THE PROBLEM →
Please count the lines in the listing below that contain the string "blue", treating uppercase and lowercase as different. Give only the number.

(Raw listing)

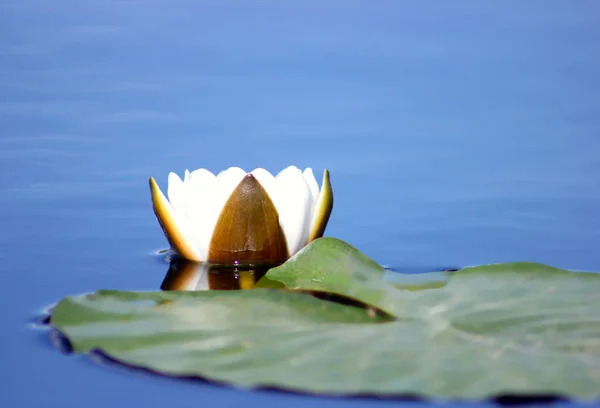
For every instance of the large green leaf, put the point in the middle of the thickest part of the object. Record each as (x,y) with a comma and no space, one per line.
(510,328)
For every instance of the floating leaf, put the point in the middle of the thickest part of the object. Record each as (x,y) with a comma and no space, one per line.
(517,328)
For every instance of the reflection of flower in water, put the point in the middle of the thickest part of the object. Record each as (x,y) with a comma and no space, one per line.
(186,275)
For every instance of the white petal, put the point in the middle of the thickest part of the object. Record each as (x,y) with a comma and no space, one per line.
(200,209)
(312,184)
(293,200)
(175,192)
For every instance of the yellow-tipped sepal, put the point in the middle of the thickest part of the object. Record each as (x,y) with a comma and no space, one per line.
(168,221)
(322,209)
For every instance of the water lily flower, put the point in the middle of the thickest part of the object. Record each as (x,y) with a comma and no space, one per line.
(239,217)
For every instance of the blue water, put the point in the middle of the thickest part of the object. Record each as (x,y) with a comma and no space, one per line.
(456,133)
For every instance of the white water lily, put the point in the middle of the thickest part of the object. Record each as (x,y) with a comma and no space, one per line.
(240,217)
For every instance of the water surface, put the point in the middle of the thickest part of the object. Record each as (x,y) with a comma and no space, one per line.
(456,134)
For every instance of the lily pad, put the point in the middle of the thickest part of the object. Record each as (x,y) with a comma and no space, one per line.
(517,328)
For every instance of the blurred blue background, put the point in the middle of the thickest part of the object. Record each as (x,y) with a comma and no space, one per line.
(456,133)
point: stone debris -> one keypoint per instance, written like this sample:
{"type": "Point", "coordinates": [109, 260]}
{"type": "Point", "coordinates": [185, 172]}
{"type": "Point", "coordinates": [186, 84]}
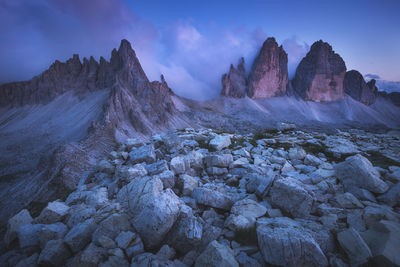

SOLUTION TO THIS EXERCISE →
2